◆ Actions to take:
- a) Using the mailing list post about query caching, answer these:
(i) On what date and at what time was the post sent?
(ii) Which list is it filed under?
(iii) According to the quoted passage, what could evict from the cache data that another part of the plan assumed would be cached?
- b) Pick up the mailing list post about query caching after its last sentence, and extend it in the same style.

◆ Page extract:
Re: WIP: cross column correlation ...

From: Cédric Villemain <cedric(dot)villemain(dot)debian(at)gmail(dot)com>
To: Robert Haas <robertmhaas(at)gmail(dot)com>
Cc: Bruce Momjian <bruce(at)momjian(dot)us>, Josh Berkus <josh(at)agliodbs(dot)com>, PostgreSQL - Hans-Jürgen Schönig <postgres(at)cybertec(dot)at>, pgsql-hackers Hackers <pgsql-hackers(at)postgresql(dot)org>, Boszormenyi Zoltan <zb(at)cybertec(dot)at>
Subject: Re: WIP: cross column correlation ...
Date: 2011-02-25 22:35:45
Message-ID: AANLkTimb9AjbgGZePLx43FjAvM_GL+PL+htJKifn0M51@mail.gmail.com
Views: Raw Message | Whole Thread | Download mbox | Resend email
Thread:
Lists: pgsql-hackers

2011/2/25 Robert Haas <robertmhaas(at)gmail(dot)com>:
> 2011/2/25 Cédric Villemain <cedric(dot)villemain(dot)debian(at)gmail(dot)com>:
>>> All that having been said, I think that while Josh is thinking fuzzily
>>> about the mathematics of his proposal, the basic idea is pretty
>>> sensible.  It is not easy - likely not possible - for the system to
>>> have a good idea which things will be in some kind of cache at the
>>> time the query is executed; it could even change mid-query.  The
>>> execution of one part of the query could evict from the cache data
>>> which some other part of the plan assumed would be cached.  But DBAs
>>> frequently have a very good idea of which stuff is in cache - they can
>>> make observations over a period of time and then adjust settings and
>>> then observe some more and adjust some more.

Labeled shape records

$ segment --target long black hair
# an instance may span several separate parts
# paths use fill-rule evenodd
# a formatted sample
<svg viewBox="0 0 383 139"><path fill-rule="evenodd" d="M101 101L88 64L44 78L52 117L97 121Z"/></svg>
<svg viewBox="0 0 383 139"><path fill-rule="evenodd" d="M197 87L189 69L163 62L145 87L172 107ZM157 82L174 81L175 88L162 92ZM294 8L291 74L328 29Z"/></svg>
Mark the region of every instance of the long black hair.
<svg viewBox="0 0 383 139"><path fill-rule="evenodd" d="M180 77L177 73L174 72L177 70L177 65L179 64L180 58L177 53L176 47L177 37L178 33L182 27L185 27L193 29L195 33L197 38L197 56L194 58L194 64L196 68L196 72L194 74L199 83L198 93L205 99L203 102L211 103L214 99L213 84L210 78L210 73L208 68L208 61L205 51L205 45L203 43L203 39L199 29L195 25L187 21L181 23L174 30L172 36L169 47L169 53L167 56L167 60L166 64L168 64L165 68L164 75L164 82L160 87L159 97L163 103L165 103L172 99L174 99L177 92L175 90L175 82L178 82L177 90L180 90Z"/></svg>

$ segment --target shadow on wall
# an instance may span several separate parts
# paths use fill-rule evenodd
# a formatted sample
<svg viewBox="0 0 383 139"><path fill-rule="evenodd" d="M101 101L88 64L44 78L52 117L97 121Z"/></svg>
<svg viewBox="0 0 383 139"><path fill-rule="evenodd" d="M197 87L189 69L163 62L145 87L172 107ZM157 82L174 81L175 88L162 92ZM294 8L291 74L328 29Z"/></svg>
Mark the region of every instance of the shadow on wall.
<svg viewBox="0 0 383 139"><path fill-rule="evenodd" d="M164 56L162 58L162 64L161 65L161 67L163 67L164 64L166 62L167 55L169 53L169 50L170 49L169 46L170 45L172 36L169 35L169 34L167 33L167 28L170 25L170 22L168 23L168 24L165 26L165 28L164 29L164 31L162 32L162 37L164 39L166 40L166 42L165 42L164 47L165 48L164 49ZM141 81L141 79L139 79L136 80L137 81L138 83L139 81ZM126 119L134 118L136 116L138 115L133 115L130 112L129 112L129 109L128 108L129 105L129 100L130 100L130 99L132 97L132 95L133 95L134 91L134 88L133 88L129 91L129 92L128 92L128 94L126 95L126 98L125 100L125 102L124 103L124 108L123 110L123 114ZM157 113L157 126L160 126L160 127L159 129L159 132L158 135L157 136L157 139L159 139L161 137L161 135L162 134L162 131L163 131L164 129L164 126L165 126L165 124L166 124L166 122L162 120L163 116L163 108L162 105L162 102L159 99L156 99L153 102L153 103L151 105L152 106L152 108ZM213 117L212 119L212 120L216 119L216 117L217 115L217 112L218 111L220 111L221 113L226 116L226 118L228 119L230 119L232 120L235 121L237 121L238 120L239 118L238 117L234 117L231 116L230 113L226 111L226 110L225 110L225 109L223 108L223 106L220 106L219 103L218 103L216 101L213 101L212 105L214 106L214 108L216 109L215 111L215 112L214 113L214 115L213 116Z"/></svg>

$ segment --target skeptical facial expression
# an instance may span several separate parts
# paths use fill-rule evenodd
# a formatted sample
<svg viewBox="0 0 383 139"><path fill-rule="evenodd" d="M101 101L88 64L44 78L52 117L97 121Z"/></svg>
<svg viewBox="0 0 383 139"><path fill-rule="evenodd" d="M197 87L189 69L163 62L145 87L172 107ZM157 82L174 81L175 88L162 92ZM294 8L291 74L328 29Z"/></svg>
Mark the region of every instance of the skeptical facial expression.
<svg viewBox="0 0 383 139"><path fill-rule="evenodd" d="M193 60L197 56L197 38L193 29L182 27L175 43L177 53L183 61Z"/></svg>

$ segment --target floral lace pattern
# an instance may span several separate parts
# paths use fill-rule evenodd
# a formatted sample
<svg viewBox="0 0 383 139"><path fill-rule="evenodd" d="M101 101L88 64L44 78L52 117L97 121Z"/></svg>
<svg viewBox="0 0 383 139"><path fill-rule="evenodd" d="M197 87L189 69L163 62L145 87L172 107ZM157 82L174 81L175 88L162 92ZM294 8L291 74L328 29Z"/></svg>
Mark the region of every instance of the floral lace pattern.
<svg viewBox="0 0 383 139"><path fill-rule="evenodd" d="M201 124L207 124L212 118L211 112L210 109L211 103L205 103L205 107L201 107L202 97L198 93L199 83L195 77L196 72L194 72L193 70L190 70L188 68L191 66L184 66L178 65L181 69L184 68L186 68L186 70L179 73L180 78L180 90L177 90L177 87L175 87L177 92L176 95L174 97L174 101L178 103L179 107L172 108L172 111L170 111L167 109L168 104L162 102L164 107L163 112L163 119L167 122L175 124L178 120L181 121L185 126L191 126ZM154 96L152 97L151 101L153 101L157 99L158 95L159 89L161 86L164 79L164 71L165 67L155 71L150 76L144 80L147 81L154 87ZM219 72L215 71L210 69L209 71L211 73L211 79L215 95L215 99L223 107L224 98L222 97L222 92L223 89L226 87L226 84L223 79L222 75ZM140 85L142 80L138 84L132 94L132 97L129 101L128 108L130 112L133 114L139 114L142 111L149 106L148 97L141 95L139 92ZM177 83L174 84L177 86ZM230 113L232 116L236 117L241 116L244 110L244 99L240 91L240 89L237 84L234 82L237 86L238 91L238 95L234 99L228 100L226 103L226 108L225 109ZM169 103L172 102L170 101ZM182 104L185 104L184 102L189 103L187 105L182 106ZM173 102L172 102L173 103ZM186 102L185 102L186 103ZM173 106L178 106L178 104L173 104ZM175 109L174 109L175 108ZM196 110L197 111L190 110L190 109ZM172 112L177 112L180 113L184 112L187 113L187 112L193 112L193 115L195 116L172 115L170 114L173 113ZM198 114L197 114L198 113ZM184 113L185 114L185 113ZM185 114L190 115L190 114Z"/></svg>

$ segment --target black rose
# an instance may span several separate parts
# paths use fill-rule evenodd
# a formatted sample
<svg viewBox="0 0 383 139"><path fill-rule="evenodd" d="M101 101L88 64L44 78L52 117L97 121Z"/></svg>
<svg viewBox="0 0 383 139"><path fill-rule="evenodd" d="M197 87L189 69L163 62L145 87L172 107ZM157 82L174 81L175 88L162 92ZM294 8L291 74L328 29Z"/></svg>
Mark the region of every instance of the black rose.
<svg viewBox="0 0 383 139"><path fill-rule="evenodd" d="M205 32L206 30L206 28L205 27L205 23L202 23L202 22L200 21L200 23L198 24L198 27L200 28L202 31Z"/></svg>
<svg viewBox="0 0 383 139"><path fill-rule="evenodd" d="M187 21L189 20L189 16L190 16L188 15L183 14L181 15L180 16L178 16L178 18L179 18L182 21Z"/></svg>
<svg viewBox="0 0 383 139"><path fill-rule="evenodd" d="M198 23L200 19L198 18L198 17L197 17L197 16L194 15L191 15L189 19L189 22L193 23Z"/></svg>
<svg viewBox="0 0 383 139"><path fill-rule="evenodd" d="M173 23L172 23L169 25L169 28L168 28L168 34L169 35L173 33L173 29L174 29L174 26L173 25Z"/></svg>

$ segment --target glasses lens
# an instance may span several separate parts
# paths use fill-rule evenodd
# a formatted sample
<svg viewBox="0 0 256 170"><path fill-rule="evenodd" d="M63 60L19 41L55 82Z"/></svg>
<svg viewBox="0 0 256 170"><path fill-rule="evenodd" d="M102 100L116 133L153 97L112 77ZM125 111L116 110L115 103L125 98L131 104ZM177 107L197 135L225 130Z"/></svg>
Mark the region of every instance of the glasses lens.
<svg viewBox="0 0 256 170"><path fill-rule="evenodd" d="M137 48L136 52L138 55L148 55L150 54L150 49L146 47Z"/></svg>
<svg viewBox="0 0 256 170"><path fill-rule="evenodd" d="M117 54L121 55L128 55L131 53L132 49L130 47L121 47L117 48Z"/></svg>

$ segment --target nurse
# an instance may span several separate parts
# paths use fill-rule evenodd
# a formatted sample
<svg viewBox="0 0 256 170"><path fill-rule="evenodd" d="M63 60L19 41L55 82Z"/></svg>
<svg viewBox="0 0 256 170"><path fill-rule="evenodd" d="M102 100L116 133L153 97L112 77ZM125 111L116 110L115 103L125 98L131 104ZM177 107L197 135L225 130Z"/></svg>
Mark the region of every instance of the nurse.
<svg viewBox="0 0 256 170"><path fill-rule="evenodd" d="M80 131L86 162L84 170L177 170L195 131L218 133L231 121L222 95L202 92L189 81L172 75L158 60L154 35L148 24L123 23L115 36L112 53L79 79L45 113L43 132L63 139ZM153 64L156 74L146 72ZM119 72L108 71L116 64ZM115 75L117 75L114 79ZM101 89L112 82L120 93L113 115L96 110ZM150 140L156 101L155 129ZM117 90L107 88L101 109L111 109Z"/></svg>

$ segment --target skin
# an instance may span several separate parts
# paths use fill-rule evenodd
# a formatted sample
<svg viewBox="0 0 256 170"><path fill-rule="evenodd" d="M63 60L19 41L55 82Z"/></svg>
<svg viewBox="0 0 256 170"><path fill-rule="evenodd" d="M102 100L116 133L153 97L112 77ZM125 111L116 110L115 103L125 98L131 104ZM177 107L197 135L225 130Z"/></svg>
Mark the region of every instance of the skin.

◆ Exercise answers:
- a)
(i) 2011-02-25 at 22:35:45
(ii) pgsql-hackers
(iii) The execution of one part of the query

- b)
>>
>> I believe we can maintain a small map of area of a relation  which are
>> in the OS buffer cache (shared buffers move more), or at least a
>> percentage of the relation in OS cache. Getting autovacuum daemon
>> being able to update those maps/counters might be enought and easy to
>> do, it is really near what auto-analyze do.  My observation is that
>> the percentage in cache is stable on a production workload after some
>> tens of minutes needed to warm the server.
>
> I don't think we can assume that will be true in all workloads.
> Imagine a server doing batch processing.  People submit large batches
> of work that take, say, an hour to complete.  Not all batches use the
> same set of tables - maybe they even run in different databases.
> After a big batch process finishes crunching numbers in database A,
> very little of database B will be cached.  But it's not necessarily
> right to assume that when we start queries for a new batch in database
> B, although it's more likely to be right for large tables (which will
> take a long time to get cached meaningfully, if they ever do) than
> small ones.  Also, it could lead to strange issues where batches run
> much faster or slower depending on which batch immediately proceeded
> them.  If we're going to do something a lot of times, it'd be better
> to bite the bullet and read it all in rather than going to more work
> elsewhere, but if we're only going to touch it once, then not so much.
>
> You might also have this issue on systems that run OLTP workloads all
> day and then do some batch processing at night to get ready for the
> next business day.  Kevin Grittner wrote previously about those jobs
> needing some different settings in his environment (I'm not
> remembering which settings at the moment).  Suppose that the batch
> process is going to issue a query that can be planned in one of two
> possible ways.  One way involves reading 10% of a relation, and the
> other way involves reading the whole thing.  The first plan takes 200
> s to execute if the relation is not cached, and 180 s if the relevant
> portion is cached.  The second plan takes 300 s to execute if the
> relation is not cached, and 100 s if it is cached.  At the start of
> the batch run, the relation won't be cached, because it's used *only*
> by the overnight job and not by the daily OLTP traffic.  Which way
> should we execute the query?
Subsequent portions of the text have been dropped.